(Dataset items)

-- -- --

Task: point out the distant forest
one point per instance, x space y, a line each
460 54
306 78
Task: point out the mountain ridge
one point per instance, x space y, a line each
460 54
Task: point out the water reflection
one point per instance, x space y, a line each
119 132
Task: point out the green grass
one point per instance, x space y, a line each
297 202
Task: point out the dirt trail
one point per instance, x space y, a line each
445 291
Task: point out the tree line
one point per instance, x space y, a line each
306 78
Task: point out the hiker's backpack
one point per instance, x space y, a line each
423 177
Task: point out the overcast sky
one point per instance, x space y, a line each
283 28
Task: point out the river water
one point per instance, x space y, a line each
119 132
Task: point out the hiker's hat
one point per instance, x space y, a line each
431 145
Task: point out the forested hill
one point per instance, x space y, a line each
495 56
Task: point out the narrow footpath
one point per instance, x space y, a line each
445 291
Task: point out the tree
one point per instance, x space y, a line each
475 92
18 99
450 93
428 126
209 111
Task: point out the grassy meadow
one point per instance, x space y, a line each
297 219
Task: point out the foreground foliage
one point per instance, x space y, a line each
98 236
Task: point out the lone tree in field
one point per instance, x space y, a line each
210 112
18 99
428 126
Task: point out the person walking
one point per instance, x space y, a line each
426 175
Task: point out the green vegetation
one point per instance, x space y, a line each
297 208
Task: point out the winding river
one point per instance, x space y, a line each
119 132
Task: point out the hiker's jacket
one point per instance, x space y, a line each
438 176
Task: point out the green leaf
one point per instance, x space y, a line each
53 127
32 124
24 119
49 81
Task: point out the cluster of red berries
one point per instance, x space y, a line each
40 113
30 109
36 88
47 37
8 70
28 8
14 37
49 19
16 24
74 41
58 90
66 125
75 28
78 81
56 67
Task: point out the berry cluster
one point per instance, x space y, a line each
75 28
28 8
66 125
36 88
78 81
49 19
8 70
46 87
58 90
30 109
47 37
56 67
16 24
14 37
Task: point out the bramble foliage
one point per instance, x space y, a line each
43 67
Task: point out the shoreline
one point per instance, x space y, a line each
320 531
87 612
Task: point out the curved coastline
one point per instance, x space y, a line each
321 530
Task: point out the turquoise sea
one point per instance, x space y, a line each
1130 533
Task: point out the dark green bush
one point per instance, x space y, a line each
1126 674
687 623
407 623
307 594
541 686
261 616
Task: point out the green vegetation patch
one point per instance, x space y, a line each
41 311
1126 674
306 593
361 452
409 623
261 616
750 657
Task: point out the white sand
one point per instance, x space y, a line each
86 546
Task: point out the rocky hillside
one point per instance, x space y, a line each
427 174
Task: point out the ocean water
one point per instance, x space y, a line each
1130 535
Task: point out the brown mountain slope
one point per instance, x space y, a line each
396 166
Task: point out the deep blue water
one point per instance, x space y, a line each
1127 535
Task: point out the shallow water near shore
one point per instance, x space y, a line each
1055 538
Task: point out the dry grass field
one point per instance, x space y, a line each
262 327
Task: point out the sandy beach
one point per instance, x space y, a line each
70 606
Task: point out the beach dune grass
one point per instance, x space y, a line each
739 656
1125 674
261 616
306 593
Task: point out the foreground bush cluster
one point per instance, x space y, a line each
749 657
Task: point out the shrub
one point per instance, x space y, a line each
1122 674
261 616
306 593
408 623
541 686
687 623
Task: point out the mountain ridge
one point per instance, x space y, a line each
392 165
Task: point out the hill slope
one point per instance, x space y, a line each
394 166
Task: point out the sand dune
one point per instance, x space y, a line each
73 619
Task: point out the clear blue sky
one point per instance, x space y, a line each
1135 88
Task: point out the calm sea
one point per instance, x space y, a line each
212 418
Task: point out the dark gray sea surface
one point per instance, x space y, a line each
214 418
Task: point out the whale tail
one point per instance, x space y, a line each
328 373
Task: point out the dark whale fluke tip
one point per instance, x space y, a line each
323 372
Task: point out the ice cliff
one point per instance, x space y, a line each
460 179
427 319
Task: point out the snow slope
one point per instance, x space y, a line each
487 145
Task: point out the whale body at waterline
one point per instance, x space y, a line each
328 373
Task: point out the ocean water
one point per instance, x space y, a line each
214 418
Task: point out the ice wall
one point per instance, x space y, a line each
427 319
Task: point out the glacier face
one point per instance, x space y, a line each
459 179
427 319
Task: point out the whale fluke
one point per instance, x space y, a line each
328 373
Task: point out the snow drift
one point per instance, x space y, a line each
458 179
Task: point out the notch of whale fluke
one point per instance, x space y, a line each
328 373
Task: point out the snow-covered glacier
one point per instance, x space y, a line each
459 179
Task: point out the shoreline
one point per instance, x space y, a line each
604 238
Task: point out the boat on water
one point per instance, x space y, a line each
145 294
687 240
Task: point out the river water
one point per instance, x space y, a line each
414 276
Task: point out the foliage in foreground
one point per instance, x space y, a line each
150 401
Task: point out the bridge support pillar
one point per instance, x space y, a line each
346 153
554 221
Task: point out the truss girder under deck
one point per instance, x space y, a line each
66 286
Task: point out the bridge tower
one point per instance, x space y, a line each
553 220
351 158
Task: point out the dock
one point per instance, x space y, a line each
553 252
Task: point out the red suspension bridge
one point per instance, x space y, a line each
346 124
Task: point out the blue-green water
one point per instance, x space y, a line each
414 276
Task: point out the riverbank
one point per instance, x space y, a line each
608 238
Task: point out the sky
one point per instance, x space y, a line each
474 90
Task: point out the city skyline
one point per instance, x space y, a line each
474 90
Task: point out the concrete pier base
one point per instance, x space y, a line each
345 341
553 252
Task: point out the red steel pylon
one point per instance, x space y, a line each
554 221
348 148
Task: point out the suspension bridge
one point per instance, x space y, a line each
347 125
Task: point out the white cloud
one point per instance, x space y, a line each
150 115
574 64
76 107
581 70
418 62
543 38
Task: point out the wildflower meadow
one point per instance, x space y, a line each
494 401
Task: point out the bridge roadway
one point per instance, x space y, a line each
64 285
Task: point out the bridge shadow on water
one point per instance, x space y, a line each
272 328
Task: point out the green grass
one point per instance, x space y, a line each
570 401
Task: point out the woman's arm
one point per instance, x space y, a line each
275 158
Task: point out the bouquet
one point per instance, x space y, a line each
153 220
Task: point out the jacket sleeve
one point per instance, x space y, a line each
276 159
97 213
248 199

-- -- --

(Instructions for the task): Extract every line above that contains the word "foliage".

(Written reply):
Task: point out the foreground foliage
Task: point out the bramble foliage
Task: point out the foliage in foreground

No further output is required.